Work required » Nothing but the pictures may be dropped; the rest of the listing is to be written out exactly.

═══ Materials provided

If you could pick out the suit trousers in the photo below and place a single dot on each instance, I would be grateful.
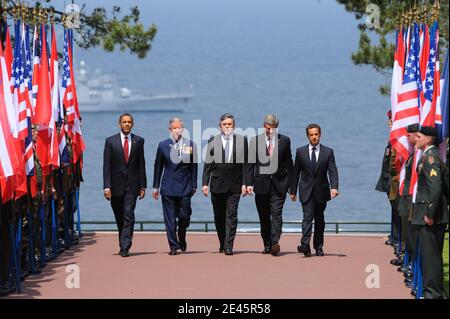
(270, 209)
(431, 242)
(225, 208)
(123, 208)
(396, 222)
(313, 210)
(177, 215)
(407, 236)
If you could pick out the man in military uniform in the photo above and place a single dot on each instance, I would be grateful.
(405, 202)
(430, 216)
(388, 183)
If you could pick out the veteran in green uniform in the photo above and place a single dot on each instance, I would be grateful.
(430, 215)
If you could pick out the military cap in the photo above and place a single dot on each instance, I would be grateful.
(413, 128)
(428, 131)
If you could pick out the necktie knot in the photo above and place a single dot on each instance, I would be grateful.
(313, 157)
(126, 148)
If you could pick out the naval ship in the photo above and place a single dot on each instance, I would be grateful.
(99, 92)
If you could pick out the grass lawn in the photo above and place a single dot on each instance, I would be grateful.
(445, 257)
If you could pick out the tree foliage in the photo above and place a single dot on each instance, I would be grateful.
(96, 28)
(380, 53)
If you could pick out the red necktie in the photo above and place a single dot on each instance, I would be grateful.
(270, 148)
(125, 149)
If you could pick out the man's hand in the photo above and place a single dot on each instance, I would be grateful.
(107, 194)
(334, 193)
(428, 221)
(243, 190)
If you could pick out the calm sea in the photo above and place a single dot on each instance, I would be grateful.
(250, 58)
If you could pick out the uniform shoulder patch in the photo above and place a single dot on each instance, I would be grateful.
(433, 172)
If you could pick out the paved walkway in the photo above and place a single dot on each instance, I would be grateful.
(202, 272)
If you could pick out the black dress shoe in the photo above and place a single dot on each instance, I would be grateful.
(275, 249)
(125, 253)
(396, 262)
(183, 244)
(305, 250)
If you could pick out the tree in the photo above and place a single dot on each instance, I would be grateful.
(381, 54)
(94, 28)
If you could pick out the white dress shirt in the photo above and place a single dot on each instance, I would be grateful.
(224, 142)
(317, 152)
(271, 140)
(122, 137)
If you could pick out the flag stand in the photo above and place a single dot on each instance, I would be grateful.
(43, 258)
(31, 242)
(66, 223)
(54, 228)
(15, 257)
(78, 213)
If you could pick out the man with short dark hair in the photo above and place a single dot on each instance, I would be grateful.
(405, 202)
(270, 168)
(124, 178)
(314, 165)
(429, 214)
(225, 172)
(388, 183)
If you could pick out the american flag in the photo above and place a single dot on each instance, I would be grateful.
(428, 110)
(26, 84)
(20, 91)
(429, 113)
(36, 63)
(443, 133)
(407, 107)
(68, 97)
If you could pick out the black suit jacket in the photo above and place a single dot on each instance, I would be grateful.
(226, 177)
(314, 181)
(263, 170)
(385, 179)
(117, 173)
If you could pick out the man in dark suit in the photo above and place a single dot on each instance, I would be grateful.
(389, 183)
(314, 164)
(124, 178)
(225, 170)
(430, 214)
(175, 178)
(270, 167)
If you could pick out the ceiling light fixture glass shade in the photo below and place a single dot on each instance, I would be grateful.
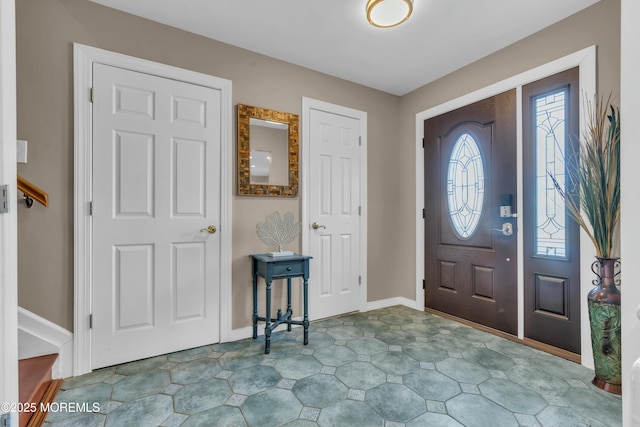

══════

Answer to this exercise »
If you could pick out the suit trousers in the photo below and place a single dot on each instance, I would be grateful.
(270, 209)
(431, 242)
(225, 208)
(123, 208)
(396, 222)
(313, 210)
(177, 215)
(407, 236)
If you could pick out the man in military uniform in the photo above and place a single dot on each instance, I would be grateful.
(405, 202)
(430, 216)
(388, 183)
If you could pick out the veteran in green uniform in the photo above and place a single dot on each instance, I would be grateful.
(430, 215)
If you could pick out the military cap in the photo above and place a single dot on each instance, I would be grateful.
(413, 128)
(428, 131)
If you could pick out the necktie knot in the photo above and place a single dot on each instance, I would be grateful.
(313, 157)
(126, 148)
If you could pick out the naval ship in the photo above and place a single dot on each instance, I would be grateful.
(99, 92)
If you could pick out the grass lawn in the photo above and place a single dot on each instance, I would be grateful.
(445, 257)
If you could pick out the tree foliage in the photo above and place a single dot on each instance, I would be grateful.
(96, 28)
(380, 53)
If you could pick out the red necktie in the photo above and place a single dot on each instance, I would be grateful.
(270, 148)
(125, 149)
If you could pick out the man's hand in the photo above and place a single dot on each instance, I would be grateful.
(107, 194)
(334, 193)
(428, 221)
(243, 190)
If you could pick out the calm sea in the photo above and place a single dot on each instance, I would be grateful.
(250, 58)
If you could pick out the uniform shoulder patch in the photo above and place a single dot on each instance, I would be grateful.
(433, 172)
If you could pick out the paved walkway in the photo above and place a single dot on each instance, I would be grateful.
(202, 272)
If you could pick out the black dress shoe in the photo above and place a single dot on each instance, I would be grateful.
(275, 249)
(125, 253)
(396, 262)
(183, 244)
(305, 250)
If you could pick out the tree in the photo above and place a single dot on each instance, I would be grateful.
(381, 54)
(94, 28)
If you could pick out the white dress shirt in the photo above and place a single dot on each instance, I would be grateful.
(224, 142)
(317, 152)
(271, 140)
(122, 137)
If you could pick out the flag stand in the photo above and place a single dot on each instance, I would be grateful.
(43, 258)
(31, 242)
(66, 223)
(54, 228)
(15, 257)
(78, 213)
If you could pick out the man with short dark hair in the photo above and place a single dot on each instance, I would be grateful.
(405, 202)
(270, 168)
(124, 178)
(314, 165)
(429, 214)
(225, 172)
(388, 183)
If you could pick out the american flag in the photo above and place a single dot on each instance, I would be grateful.
(428, 110)
(26, 84)
(20, 91)
(429, 113)
(36, 63)
(443, 133)
(407, 107)
(68, 97)
If you could pick out the black suit jacket in the photo above and place a single dot on each instance, I would be grateful.
(226, 177)
(314, 181)
(263, 170)
(385, 179)
(117, 173)
If you could pick out the man in dark suit in the photo above and place a single dot on each instance, I would be grateful.
(389, 183)
(314, 164)
(124, 178)
(225, 170)
(430, 214)
(175, 178)
(270, 167)
If you could pick out the ceiling light fixture glass shade in the photo below and place a single dot on each instance, I would be grateful.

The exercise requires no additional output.